# Problem statement
Please continue the passage on the Chepstow house museum in Newport from where it stops.

# Page text
----------

Chepstow is an Italianate house museum located at 120 Narragansett Avenue in Newport, Rhode Island, built in 1860. It originally served as a summer "cottage", but the Preservation Society of Newport County now owns the property. It was listed in the National Register of Historic Places as part of the Ochre Point-Cliffs Historic District in 1975 and within the Historic District of the City of Newport.

History

Edmund Schermerhorn hired George Champlin Mason, Sr. to build the house in 1860 as a summer home. Schermerhorn was a first cousin of Mrs. Astor (formerly Caroline Webster Schermerhorn), one of Newport's most active hostesses.

In 1911, it was sold to Emily Lorillard (née Morris) Gallatin, the wife of Rolaz Horace Gallatin, a cousin of Albert Eugene Gallatin and nephew of Commodore Elbridge Thomas Gerry. The property, named for Chepstow, the town in Wales that the Morris family came from, overlooks Narragansett Avenue. Emily was first cousin of Lewis Gouverneur Morris who married Anita de Braganza and owned Malbone in Newport.

----------

# Information supplied
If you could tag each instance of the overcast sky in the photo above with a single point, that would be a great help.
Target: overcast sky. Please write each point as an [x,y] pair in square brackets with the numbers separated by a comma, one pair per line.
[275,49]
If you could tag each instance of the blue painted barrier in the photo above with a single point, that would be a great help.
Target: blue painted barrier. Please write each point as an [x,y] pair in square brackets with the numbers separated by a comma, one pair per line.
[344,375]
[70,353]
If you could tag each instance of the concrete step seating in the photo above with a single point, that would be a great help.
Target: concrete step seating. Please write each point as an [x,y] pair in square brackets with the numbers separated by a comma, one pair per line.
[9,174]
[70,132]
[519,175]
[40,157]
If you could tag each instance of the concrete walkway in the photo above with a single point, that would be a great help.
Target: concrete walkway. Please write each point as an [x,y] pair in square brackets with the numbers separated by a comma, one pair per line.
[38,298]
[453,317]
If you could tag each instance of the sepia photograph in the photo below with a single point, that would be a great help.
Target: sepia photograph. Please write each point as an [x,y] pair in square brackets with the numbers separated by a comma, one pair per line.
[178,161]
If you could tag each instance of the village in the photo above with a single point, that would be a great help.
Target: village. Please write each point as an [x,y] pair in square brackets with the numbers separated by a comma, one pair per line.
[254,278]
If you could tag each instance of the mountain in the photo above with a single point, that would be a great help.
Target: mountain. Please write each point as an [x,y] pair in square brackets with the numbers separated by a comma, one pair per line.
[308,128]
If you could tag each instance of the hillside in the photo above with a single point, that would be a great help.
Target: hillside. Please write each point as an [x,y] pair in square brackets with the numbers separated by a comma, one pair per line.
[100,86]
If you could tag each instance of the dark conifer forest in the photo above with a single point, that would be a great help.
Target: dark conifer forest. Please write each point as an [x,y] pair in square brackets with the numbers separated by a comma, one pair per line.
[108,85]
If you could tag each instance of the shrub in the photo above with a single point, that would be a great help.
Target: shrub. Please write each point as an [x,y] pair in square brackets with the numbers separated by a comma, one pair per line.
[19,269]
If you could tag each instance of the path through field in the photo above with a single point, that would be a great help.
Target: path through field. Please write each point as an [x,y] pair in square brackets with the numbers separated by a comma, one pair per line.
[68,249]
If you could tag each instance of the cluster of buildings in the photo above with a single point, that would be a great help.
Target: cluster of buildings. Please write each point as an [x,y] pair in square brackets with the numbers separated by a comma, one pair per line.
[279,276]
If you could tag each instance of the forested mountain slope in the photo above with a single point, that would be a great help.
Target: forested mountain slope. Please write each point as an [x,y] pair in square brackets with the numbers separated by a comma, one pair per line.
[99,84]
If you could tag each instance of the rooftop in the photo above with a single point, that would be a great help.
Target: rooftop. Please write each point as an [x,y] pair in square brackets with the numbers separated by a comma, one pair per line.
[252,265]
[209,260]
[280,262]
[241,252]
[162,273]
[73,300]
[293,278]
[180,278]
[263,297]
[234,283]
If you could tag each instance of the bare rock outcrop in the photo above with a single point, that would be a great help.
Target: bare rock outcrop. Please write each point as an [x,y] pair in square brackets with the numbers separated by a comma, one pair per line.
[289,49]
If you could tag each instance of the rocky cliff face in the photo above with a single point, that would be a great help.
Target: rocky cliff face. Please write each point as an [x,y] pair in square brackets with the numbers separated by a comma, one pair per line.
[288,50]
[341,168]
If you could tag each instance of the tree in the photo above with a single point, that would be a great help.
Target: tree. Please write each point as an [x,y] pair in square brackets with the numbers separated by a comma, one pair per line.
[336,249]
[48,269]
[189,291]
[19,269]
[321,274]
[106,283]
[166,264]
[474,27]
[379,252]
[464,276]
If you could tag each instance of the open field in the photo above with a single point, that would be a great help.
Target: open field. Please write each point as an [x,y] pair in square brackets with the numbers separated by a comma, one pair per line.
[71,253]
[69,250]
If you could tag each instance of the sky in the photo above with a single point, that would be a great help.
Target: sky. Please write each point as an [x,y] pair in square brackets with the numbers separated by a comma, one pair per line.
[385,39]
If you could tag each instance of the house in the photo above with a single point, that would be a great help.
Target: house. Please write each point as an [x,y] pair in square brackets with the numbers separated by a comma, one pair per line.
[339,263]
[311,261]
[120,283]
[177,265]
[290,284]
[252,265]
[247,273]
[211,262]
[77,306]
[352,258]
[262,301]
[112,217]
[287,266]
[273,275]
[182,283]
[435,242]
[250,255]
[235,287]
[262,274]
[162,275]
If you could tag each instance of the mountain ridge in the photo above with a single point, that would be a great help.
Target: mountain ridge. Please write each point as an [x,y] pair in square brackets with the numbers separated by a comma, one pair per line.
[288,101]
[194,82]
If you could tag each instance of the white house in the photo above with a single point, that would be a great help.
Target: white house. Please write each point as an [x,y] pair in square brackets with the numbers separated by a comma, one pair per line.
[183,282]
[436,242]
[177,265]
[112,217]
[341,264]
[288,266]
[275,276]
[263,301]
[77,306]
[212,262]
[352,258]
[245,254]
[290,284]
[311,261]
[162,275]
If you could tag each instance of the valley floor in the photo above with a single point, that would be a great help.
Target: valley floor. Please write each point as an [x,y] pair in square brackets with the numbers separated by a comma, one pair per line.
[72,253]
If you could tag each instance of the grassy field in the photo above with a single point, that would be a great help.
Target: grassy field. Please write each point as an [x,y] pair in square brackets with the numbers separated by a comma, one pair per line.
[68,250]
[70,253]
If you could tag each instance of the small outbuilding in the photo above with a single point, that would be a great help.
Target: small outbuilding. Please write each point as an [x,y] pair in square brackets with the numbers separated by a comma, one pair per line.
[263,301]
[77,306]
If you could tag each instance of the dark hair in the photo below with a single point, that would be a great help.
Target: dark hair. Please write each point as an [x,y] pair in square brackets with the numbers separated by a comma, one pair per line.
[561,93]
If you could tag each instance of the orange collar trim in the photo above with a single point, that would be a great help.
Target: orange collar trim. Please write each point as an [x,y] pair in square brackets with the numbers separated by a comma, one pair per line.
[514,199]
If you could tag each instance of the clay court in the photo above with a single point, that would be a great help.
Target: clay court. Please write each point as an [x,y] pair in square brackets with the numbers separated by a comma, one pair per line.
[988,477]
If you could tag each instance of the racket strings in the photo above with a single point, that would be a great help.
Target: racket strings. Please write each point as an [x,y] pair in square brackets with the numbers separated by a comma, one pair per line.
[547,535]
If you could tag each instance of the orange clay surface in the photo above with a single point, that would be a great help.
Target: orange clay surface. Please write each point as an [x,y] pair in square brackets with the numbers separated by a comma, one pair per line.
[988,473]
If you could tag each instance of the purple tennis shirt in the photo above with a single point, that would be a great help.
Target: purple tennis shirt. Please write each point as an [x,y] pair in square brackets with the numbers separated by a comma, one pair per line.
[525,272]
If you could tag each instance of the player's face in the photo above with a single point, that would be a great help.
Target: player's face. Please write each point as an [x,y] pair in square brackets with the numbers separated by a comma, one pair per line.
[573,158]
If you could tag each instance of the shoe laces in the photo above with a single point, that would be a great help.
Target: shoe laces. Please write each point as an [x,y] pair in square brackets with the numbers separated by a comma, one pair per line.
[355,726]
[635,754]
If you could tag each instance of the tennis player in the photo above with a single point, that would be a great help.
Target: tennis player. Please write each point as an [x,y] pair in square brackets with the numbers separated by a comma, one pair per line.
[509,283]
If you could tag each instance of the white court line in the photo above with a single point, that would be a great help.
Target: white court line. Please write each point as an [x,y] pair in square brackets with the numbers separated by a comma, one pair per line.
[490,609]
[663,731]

----------

# The result
The property remained in her family's possession until it was donated to the Preservation Society in 1986 upon Alletta Morris McBean's death. The house has been altered through additions, the most recent in 1979 with the addition of the garden room (also called the sun room) by architect John K. Grosvenor. It opened to the public in 1998 following Peter McBean's death.

Present day
Beginning in June 1998. The property houses a dynamic collection of art and furniture, including some from other Morris family residences. Among the American paintings bequeathed to the Society that hung at Chepstow were works by George Harvey, Fitz Hugh Lane and Granville Perkins. Among the furnishings is a walnut Queen Anne side chair reportedly owned by William Penn.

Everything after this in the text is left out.